■ Written instruction:
Format the material as a JSON list of strings, one string per line and no blank lines, taking only the lines from the one with "Target: arched doorway" up to and including the one with "95 223 L 93".

-- Working data start --

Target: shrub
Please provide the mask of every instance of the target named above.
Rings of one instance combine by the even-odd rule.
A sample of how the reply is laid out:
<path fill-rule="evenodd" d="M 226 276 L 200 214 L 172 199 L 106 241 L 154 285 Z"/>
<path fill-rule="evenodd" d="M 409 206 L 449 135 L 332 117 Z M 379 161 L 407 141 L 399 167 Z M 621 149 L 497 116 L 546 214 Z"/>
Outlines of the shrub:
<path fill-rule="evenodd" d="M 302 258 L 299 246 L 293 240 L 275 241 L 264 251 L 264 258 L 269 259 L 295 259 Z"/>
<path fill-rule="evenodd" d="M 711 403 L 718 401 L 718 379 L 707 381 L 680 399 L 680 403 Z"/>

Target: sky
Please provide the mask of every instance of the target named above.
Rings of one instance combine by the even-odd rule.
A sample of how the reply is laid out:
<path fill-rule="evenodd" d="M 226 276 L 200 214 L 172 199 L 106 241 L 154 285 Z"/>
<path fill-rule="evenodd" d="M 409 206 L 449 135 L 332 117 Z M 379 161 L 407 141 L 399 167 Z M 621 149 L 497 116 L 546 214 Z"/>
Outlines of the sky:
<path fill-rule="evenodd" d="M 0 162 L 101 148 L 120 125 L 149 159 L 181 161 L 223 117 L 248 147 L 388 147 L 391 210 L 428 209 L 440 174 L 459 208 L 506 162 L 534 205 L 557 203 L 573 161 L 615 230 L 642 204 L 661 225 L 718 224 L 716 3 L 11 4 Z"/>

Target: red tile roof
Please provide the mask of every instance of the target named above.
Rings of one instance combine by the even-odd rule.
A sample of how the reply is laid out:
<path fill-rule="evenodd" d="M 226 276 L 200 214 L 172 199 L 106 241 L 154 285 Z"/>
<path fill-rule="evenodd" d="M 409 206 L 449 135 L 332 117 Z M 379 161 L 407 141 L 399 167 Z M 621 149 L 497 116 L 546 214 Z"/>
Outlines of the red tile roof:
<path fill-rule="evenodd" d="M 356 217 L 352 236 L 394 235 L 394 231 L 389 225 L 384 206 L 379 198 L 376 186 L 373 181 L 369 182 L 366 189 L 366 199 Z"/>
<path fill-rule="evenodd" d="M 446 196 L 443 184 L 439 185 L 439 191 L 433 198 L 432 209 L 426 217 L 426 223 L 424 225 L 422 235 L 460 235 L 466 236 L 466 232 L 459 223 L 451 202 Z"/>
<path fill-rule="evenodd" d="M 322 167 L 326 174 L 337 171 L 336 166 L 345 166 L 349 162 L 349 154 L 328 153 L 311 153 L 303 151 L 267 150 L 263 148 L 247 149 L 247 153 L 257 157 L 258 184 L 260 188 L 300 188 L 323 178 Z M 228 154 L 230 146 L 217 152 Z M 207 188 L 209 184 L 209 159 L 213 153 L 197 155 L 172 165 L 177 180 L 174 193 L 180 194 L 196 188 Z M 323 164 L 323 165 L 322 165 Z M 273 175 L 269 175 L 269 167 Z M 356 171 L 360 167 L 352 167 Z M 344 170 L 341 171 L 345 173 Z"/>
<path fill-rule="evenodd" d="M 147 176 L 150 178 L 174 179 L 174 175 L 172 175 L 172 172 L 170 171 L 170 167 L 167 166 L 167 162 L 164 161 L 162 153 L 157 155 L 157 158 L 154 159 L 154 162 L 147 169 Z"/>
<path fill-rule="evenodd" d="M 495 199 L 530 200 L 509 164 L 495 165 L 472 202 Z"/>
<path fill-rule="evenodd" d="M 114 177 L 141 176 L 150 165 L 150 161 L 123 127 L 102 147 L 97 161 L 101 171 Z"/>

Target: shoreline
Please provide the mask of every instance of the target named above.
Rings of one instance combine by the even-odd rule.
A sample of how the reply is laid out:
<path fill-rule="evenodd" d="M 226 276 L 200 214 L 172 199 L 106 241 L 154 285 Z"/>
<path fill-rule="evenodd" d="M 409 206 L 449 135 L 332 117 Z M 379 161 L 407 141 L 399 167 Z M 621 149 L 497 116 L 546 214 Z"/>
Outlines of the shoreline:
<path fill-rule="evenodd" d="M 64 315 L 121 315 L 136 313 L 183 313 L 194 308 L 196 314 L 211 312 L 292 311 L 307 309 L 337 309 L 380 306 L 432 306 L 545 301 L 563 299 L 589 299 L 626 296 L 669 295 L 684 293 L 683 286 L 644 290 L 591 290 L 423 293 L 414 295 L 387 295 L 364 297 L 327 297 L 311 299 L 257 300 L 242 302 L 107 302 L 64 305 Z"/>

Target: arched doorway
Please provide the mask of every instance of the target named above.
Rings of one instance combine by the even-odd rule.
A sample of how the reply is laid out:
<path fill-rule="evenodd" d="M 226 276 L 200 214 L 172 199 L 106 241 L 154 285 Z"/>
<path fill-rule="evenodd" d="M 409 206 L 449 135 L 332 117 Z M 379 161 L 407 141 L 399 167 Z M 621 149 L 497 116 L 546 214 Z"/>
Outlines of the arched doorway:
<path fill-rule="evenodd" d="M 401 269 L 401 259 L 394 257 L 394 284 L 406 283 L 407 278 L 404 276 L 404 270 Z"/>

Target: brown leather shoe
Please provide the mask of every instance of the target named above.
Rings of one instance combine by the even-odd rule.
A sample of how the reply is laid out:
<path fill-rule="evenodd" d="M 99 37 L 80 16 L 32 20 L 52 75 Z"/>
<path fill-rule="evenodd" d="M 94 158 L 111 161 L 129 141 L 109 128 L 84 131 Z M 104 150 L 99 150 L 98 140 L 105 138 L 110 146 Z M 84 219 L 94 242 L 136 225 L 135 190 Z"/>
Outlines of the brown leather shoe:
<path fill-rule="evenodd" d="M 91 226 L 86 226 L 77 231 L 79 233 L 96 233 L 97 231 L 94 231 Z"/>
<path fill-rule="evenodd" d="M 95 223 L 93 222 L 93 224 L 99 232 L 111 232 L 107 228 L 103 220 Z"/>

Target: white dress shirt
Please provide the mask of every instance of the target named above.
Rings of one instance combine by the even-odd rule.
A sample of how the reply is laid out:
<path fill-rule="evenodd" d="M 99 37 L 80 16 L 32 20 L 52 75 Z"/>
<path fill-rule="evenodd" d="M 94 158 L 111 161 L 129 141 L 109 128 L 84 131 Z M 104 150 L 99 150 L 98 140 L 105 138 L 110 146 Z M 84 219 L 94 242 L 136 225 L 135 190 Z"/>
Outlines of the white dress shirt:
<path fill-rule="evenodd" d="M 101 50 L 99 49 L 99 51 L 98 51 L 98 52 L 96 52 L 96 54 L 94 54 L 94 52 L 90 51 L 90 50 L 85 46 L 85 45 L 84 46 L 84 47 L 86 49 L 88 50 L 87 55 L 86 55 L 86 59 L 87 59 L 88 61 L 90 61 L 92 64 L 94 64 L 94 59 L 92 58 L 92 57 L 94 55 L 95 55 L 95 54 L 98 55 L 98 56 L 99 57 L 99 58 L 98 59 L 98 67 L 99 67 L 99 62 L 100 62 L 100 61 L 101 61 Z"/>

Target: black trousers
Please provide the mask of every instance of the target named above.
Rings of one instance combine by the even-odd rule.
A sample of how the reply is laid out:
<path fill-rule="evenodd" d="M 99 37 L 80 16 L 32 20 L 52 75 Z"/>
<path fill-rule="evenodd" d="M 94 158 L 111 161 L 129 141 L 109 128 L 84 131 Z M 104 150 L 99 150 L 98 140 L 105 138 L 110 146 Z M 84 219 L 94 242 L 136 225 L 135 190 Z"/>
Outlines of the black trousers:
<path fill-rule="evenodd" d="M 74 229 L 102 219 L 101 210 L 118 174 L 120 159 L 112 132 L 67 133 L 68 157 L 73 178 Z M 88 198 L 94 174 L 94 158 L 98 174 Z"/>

-- Working data end --

■ Solution for this task:
[
  "Target: arched doorway",
  "Please provide the mask of every instance of the target named above.",
  "Rings of one instance combine by the even-odd rule.",
  "A sample of how the reply is laid out:",
  "<path fill-rule=\"evenodd\" d=\"M 226 276 L 200 214 L 172 199 L 106 241 L 154 285 Z\"/>",
  "<path fill-rule=\"evenodd\" d=\"M 409 206 L 449 135 L 332 117 Z M 379 161 L 407 141 L 399 167 Z M 621 149 L 497 116 L 546 214 Z\"/>",
  "Outlines of the arched doorway:",
  "<path fill-rule=\"evenodd\" d=\"M 401 269 L 401 259 L 394 257 L 394 284 L 406 283 L 407 278 L 404 276 L 404 270 Z\"/>",
  "Target: brown leather shoe",
  "Please provide the mask of every instance of the target named above.",
  "Rings of one instance combine by the even-odd rule.",
  "A sample of how the reply is laid out:",
  "<path fill-rule=\"evenodd\" d=\"M 99 37 L 80 16 L 32 20 L 52 75 Z\"/>",
  "<path fill-rule=\"evenodd\" d=\"M 94 158 L 111 161 L 129 141 L 109 128 L 84 131 Z M 104 150 L 99 150 L 98 140 L 105 138 L 110 146 Z M 84 219 L 94 242 L 136 225 L 135 190 Z\"/>",
  "Outlines of the brown leather shoe:",
  "<path fill-rule=\"evenodd\" d=\"M 91 226 L 86 226 L 77 231 L 79 233 L 96 233 L 97 231 L 94 231 Z\"/>",
  "<path fill-rule=\"evenodd\" d=\"M 95 223 L 93 222 L 93 224 L 99 232 L 111 232 L 107 228 L 103 220 Z\"/>"
]